• **Problem details**:
Copy the listing below word for word, keeping every line as it appears.

#### Information given

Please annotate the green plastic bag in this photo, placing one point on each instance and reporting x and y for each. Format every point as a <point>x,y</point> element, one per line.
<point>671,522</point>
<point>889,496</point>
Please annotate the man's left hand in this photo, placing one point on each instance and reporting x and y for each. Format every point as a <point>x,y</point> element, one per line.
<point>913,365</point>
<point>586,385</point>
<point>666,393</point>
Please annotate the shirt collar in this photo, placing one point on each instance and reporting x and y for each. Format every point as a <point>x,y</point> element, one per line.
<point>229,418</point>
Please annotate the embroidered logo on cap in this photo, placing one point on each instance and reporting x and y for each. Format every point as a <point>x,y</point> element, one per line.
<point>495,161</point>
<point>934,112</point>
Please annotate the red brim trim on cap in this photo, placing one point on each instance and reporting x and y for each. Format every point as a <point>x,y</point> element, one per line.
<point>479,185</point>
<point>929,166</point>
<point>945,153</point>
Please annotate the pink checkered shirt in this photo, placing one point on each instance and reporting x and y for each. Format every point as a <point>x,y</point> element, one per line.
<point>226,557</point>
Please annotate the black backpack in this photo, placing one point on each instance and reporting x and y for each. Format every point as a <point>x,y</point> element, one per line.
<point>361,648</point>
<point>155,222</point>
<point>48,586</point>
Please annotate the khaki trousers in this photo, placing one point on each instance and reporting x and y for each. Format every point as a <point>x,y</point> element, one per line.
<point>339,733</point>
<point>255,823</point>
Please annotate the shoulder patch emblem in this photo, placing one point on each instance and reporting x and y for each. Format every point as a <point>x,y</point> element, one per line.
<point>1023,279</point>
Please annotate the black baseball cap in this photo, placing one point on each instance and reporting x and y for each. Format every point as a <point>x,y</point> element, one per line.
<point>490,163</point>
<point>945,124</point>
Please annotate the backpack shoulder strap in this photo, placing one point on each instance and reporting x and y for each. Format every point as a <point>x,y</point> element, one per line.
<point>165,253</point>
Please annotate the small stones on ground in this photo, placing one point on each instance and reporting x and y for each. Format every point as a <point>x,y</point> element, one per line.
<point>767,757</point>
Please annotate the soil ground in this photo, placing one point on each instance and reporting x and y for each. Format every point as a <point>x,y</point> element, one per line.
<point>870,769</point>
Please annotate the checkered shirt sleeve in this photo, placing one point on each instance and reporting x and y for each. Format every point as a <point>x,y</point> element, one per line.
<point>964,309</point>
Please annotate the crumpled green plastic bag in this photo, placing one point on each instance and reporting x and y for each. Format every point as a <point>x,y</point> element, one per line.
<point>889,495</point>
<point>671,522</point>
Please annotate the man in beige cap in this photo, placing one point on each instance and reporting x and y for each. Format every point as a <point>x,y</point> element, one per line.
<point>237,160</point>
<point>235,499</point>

########

• **Response to the task**:
Please annotate the green plastic bag in this photo, placing one point on each instance and reporting x and y for each. Format every point as a <point>x,y</point> element, one per line.
<point>671,522</point>
<point>889,496</point>
Please annotate the man's left hand in this photo, placing one point on each instance and reporting x and y for each. Format every point as a <point>x,y</point> element, one per line.
<point>913,365</point>
<point>586,385</point>
<point>666,393</point>
Please annotate the shirt collar in this photo, placing one point on each instance and reporting x and y for each. Format every point as a <point>x,y</point> element, one per line.
<point>229,418</point>
Please annotate the embroidered logo on cap in this photo, placing one point on each instance and reporting x and y for each. Format every point as a <point>x,y</point> element, one per line.
<point>495,161</point>
<point>934,112</point>
Please annotate the red brim trim on cap in this photo, placing one point on each instance and reporting x and y for each. Format every point as a <point>x,y</point> element, one per line.
<point>479,185</point>
<point>929,166</point>
<point>945,153</point>
Please annotate the pink checkered shirt in this photo, placing one point on each instance and reporting x and y for each. Format every point as a <point>x,y</point> element, one per line.
<point>226,557</point>
Please annotate the black backpack in this photo, placing one point on each instance and reporting x and y for each. Format every point as a <point>x,y</point> element, one per line.
<point>361,648</point>
<point>155,222</point>
<point>48,586</point>
Please annotate the khaki trousers in this photo, placing one point on each instance and reporting x and y for each. Format every point as a <point>x,y</point> element, one per line.
<point>339,733</point>
<point>255,823</point>
Please annotate the shoulder patch emblem in this photo, placing one point on each instance and reporting x and y for each. Format every point as a <point>x,y</point> element, one per line.
<point>1023,279</point>
Please annotate the black baseball cap in this photo, placing one point on each instance and reporting x and y for each. Format every point as a <point>x,y</point> element, one per line.
<point>490,163</point>
<point>945,124</point>
Please annotate the backpack shoulder strap in this photo, placing one point on each instance and reporting x and y for each. Format every point as a <point>x,y</point> element, one per line.
<point>165,253</point>
Please annotate the small stones on ground in this photo, placing one point on each instance and reporting x and y for each. Format every point as a <point>x,y</point> element, one per line.
<point>767,757</point>
Please annotate the soil ground in this photo, placing one point on each instance and reporting x and y for each. Format every point as a <point>x,y</point> element, one per line.
<point>870,769</point>
Please annotate the checkered shirt sleeve in this photo, placing one point on each instance and reporting x and y for each. Format every point as a <point>x,y</point> element, one per line.
<point>964,309</point>
Please annotate the crumpled green plastic bag in this photo, placing one point on each instance and reporting x and y for each. Format every point as a <point>x,y</point> element, one per line.
<point>889,495</point>
<point>671,522</point>
Please annotate the man in beige cap in this photo, placing one point on each instance and reporting x and y for each. Format every point as a <point>x,y</point> element, one per line.
<point>237,160</point>
<point>235,499</point>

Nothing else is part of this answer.